### [PROBLEM DETAILS]
Reproduce the items from the line with "hay pile, formatted" through the end of the items, swapping every "instance" for "occurrence" and changing nothing else.

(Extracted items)
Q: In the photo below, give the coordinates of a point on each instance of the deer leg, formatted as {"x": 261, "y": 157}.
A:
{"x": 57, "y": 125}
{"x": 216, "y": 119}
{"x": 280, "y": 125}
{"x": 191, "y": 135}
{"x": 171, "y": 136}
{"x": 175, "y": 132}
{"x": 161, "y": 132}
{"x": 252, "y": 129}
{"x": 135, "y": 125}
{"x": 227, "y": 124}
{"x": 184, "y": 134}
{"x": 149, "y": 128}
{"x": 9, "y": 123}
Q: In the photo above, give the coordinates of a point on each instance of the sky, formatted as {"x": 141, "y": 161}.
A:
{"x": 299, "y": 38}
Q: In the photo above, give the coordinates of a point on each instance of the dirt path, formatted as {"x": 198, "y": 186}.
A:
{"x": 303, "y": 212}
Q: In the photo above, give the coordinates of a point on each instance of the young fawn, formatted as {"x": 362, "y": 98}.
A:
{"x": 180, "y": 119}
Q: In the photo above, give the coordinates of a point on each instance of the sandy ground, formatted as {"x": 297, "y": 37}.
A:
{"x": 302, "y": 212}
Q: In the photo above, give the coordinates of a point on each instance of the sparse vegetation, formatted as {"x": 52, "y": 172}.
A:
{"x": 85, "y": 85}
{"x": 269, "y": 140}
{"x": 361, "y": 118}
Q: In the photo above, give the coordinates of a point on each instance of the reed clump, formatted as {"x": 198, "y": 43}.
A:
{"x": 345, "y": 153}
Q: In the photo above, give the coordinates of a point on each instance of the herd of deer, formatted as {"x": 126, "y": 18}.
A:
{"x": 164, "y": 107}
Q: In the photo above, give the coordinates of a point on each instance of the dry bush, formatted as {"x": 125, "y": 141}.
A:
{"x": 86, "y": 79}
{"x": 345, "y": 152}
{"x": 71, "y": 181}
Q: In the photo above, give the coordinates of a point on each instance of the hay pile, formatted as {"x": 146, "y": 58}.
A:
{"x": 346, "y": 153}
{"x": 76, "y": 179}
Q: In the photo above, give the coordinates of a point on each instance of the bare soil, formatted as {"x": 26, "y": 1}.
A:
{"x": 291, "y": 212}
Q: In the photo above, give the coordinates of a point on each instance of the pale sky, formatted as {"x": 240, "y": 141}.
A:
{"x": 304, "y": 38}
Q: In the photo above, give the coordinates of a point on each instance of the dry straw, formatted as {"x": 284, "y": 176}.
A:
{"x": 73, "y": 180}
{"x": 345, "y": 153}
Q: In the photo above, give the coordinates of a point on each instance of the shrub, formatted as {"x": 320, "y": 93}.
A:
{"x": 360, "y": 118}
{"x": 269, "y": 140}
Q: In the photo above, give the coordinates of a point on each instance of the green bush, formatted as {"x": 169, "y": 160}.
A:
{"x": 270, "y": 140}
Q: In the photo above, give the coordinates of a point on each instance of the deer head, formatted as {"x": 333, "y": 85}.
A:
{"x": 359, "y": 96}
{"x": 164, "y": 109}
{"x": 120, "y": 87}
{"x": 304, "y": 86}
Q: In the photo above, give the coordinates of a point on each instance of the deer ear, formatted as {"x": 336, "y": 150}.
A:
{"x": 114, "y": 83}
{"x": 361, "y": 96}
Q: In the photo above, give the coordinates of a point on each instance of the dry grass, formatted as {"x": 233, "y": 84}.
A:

### [OUTPUT BELOW]
Q: In the photo above, give the coordinates of a point on each occurrence of the hay pile, formatted as {"x": 146, "y": 58}.
A:
{"x": 346, "y": 153}
{"x": 76, "y": 179}
Q: In the photo above, give the coordinates of a point on each occurrence of the bare soil, formatted as {"x": 26, "y": 1}.
A:
{"x": 291, "y": 212}
Q: In the photo above, give the coordinates of a point on each occurrence of the pale sky, formatted as {"x": 240, "y": 141}.
A:
{"x": 304, "y": 38}
Q: In the photo above, give the coordinates of a point on each occurrence of the dry straw, formatted as {"x": 284, "y": 176}.
A:
{"x": 73, "y": 180}
{"x": 345, "y": 153}
Q: In the photo above, give the coordinates of a point on each occurrence of the shrub, formatted as {"x": 320, "y": 93}.
A:
{"x": 360, "y": 118}
{"x": 269, "y": 140}
Q: In the photo above, give the coordinates of a point on each occurrence of the green bush, formatted as {"x": 169, "y": 160}.
A:
{"x": 270, "y": 140}
Q: In the photo above, give the coordinates of a point on each occurrence of the deer head, formatted as {"x": 333, "y": 85}.
A:
{"x": 359, "y": 96}
{"x": 164, "y": 109}
{"x": 120, "y": 87}
{"x": 304, "y": 86}
Q: In the photo above, give the coordinates of a point on each occurrence of the deer ear, formatted as {"x": 336, "y": 150}.
A:
{"x": 114, "y": 83}
{"x": 361, "y": 96}
Q: In the photo above, give the coordinates of a point on each occurrence of the dry grass, formatted as {"x": 233, "y": 84}.
A:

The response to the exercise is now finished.